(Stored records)
** start **
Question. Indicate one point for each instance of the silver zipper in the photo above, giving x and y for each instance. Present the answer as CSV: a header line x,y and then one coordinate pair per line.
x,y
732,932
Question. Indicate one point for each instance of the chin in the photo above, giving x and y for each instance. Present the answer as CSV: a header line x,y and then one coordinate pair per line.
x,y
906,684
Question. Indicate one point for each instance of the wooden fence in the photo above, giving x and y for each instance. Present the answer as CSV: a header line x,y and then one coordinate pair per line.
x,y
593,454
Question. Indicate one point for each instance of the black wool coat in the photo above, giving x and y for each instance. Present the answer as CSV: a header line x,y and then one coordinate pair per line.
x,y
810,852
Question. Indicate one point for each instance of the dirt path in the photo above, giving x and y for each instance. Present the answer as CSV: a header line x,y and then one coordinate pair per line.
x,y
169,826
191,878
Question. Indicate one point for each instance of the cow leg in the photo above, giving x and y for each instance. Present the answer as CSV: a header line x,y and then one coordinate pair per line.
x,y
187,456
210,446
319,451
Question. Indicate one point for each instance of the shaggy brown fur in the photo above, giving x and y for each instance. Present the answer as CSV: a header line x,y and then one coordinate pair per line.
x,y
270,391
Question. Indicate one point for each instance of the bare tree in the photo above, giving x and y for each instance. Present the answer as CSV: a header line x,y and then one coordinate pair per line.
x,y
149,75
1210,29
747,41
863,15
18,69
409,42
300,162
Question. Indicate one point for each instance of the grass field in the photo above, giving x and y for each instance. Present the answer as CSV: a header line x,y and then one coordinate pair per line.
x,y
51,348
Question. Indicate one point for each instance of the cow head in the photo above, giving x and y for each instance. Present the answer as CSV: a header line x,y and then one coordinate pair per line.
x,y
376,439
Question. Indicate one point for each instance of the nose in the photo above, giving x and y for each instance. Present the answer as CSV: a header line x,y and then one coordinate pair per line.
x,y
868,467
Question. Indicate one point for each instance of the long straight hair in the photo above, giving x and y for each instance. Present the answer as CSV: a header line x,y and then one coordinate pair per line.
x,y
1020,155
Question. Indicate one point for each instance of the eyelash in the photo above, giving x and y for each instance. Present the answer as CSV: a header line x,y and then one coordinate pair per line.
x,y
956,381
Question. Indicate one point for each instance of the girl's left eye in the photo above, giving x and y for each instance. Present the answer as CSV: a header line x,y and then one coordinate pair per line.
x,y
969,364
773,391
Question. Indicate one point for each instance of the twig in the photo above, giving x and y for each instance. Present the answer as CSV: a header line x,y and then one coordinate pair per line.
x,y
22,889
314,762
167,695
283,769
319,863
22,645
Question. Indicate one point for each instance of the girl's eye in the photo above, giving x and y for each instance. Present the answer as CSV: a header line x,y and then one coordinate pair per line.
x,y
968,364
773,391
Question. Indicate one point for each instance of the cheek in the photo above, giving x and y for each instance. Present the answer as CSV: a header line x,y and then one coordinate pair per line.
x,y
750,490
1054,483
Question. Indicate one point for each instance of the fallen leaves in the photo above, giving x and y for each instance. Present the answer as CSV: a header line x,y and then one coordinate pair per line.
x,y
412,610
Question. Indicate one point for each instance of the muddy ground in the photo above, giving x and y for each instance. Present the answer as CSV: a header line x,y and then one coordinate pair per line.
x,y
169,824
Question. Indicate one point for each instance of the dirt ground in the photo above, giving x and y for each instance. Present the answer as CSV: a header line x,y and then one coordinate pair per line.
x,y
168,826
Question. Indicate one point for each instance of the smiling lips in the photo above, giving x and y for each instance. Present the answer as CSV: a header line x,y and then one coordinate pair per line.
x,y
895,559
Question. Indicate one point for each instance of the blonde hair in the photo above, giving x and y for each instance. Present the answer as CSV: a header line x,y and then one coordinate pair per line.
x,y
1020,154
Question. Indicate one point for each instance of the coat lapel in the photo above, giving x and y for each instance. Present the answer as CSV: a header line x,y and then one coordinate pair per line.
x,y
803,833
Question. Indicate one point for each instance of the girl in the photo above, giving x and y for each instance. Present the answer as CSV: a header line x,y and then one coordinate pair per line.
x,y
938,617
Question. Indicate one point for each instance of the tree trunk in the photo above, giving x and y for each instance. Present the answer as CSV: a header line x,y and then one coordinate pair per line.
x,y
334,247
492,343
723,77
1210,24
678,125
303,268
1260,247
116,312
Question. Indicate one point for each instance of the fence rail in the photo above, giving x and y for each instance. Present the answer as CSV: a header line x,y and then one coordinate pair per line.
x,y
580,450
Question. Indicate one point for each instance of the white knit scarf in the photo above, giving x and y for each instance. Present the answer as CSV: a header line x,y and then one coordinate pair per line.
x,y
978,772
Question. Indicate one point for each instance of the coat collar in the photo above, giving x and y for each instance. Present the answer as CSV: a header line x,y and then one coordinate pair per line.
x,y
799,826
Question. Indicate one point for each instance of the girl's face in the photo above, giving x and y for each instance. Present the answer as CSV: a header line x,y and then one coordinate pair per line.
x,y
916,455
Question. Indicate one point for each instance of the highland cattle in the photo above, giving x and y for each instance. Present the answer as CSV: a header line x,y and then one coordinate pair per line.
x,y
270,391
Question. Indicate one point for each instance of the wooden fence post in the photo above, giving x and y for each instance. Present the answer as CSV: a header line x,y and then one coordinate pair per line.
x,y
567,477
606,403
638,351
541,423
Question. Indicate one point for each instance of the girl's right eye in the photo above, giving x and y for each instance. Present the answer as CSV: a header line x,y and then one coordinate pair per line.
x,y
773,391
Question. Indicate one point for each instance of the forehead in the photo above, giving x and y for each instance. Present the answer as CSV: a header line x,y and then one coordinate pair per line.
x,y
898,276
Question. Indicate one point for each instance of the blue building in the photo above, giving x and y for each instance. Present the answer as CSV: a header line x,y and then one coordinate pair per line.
** end **
--- What you are asked to do ---
Render the entire listing above as a numbered list, omitting any blank lines.

--- Reply to the exercise ---
1. Question. Indicate one point for each instance of the silver zipper in the photo above, giving x and y for each instance. Present the answer as CSV: a header line x,y and then one coordinate pair per line.
2. x,y
3. 732,932
4. Question. Indicate one point for each instance of the chin in the photo above, giving x and y for each instance. Present the answer as CSV: a header line x,y and then one coordinate pair per line.
5. x,y
6. 906,684
7. Question. Indicate one point for each instance of the wooden fence in the photo above, giving x and y for each instance. Present the answer as CSV: a header line x,y and then one coordinate pair per line.
8. x,y
9. 593,454
10. Question. Indicate one point for each instance of the black wool coat in the photo above, giving x and y for each instance. Present the answer as CSV: a header line x,y and then one coordinate pair per line.
11. x,y
12. 810,852
13. Question. Indicate one point for each instance of the dirt path in the photo above, giving x and y for each instance. Present the answer as CSV: a header line x,y and then one coordinate pair per line.
14. x,y
15. 169,826
16. 191,878
17. Question. Indicate one point for each instance of the cow leg in the photo above, giving x and y for each instance. Present the answer as CSV: a header line x,y and then one coordinate pair per line.
18. x,y
19. 187,456
20. 210,446
21. 319,451
22. Question. Indicate one point for each instance of the shaggy brown fur in the photo above, giving x and y for each instance. Present the answer as CSV: a header line x,y and then one coordinate pair per line.
23. x,y
24. 270,391
25. Question. Indicate one point for each instance of the bare tree in the photo above, giving x and y for each instance. Present the answer as CSV: a header line x,y and then one coordinate pair per line.
26. x,y
27. 149,75
28. 1210,29
29. 747,41
30. 863,15
31. 18,69
32. 409,42
33. 300,162
34. Question. Indicate one point for each instance of the grass field in the photo above, giving x and y for each instance. Present the answer as CSV: a header line x,y and then one coordinate pair per line.
35. x,y
36. 51,348
37. Question. Indicate one point for each instance of the cow head in the photo above, giving x and y for each instance. Present the answer as CSV: a header line x,y and then one coordinate pair per line.
38. x,y
39. 376,439
40. Question. Indicate one point for each instance of the nose in the photo above, giving x and y for each instance. Present the answer as CSV: a header line x,y and then one coordinate pair per line.
41. x,y
42. 868,467
43. Question. Indicate one point for each instance of the long straight hair in the photo above, giving x and y for each instance. Present the answer as CSV: a header line x,y and then one coordinate pair per line.
44. x,y
45. 1020,155
46. Question. Indicate one point for each instance of the eyelash in the photo above, giving x and y for each instance. Present the answer as CSV: a header line x,y and then one coordinate pair per line.
47. x,y
48. 956,381
49. Question. Indicate one point for each instance of the girl's left eye in the photo above, giving x and y for each instance. Present the answer as CSV: a header line x,y and then one coordinate pair per line.
50. x,y
51. 969,364
52. 773,391
53. Question. Indicate one point for each instance of the twig in the photo above, giving x and y for each instance. Present the answer as CSV: a header line x,y and then one coordinate pair per line.
54. x,y
55. 22,889
56. 314,762
57. 167,695
58. 283,769
59. 319,863
60. 22,645
61. Question. Indicate one point for each instance of the girl's eye in the photo above, giving x and y for each instance. Present the answer as CSV: a header line x,y and then one coordinate pair per line.
62. x,y
63. 968,364
64. 773,391
65. Question. Indicate one point for each instance of the cheek in the photo above, giving x and y for each instance. Present the answer as CSV: a header line x,y and then one coordinate pair per line.
66. x,y
67. 750,490
68. 1054,483
69. Question. Indicate one point for each instance of the fallen leaves in the photo above, giving x and y for each instance. Present the answer as CSV: a header line x,y and then one coordinate pair per line.
70. x,y
71. 412,610
72. Question. Indicate one point for each instance of the muddy ground in the photo above, giving x and y for each instance. Present the answer as CSV: a header line x,y and then one coordinate pair per line.
73. x,y
74. 169,824
75. Question. Indicate one point for each instance of the dirt ground in the photo above, giving x and y for each instance. Present the answer as CSV: a header line x,y and then one coordinate pair per line.
76. x,y
77. 168,826
78. Question. Indicate one point for each instance of the smiling lips in the photo above, giving x and y for each instance. Present the answer as CSV: a header line x,y and then one coordinate pair per line.
79. x,y
80. 895,559
81. Question. Indicate one point for each instance of the blonde hair in the photo above, giving x and y for each instance. Present the answer as CSV: a header line x,y and then one coordinate pair per line.
82. x,y
83. 1020,154
84. Question. Indicate one point for each instance of the coat lapel in the photo above, giving x and y for each instance. Present the answer as CSV: a header line x,y and then one coordinate pair per line.
85. x,y
86. 803,833
87. Question. Indicate one point for each instance of the girl in the photo above, giving x and y for each instance. Present the answer as CSV: a header line x,y and then one coordinate pair per line.
88. x,y
89. 938,617
90. Question. Indicate one point for each instance of the tree trunk in the photo above, giving x and y for each instance. Present the answer as CSV: a header line x,y and then one coordinate pair per line.
91. x,y
92. 334,247
93. 492,343
94. 723,77
95. 1210,24
96. 678,125
97. 303,268
98. 1260,247
99. 116,312
100. Question. Indicate one point for each instance of the fence rail in the photo above, giving x and y for each instance. Present the answer as CSV: a header line x,y and then one coordinate pair per line.
101. x,y
102. 580,450
103. Question. Indicate one point for each instance of the white knit scarf in the photo above, giving x and y for each instance. Present the answer as CSV: a header line x,y and then one coordinate pair per line.
104. x,y
105. 978,772
106. Question. Indicate one point for each instance of the coat collar in the photo above, giving x and y for each instance. Present the answer as CSV: a header line x,y and then one coordinate pair per line.
107. x,y
108. 799,826
109. Question. Indicate one point for each instance of the girl's face in the photo above, giving x and y for each instance. Present the answer as CSV: a header line x,y and then one coordinate pair per line.
110. x,y
111. 916,455
112. Question. Indicate one point for each instance of the highland cattle in the photo above, giving x and y for each instance. Present the answer as CSV: a header line x,y and then one coordinate pair per line.
113. x,y
114. 270,391
115. Question. Indicate one point for each instance of the wooden fence post in the photo above, giving x and y for each instance. Present the answer as CSV: a header line x,y and then one coordinate pair per line.
116. x,y
117. 567,477
118. 606,403
119. 638,351
120. 541,423
121. Question. Indicate one point for each instance of the girl's right eye in the photo above, giving x and y for each instance. Present the answer as CSV: a header line x,y and then one coordinate pair per line.
122. x,y
123. 773,391
124. Question. Indicate one point for each instance of the forehead in the photo above, giving x and y for each instance. Present the answer as CSV: a header line x,y and then one coordinate pair per line.
125. x,y
126. 898,276
127. Question. Indicate one point for each instance of the blue building in the photo above, giving x and y for each instance. Present the answer as CSV: a header line x,y and then one coordinate pair per line.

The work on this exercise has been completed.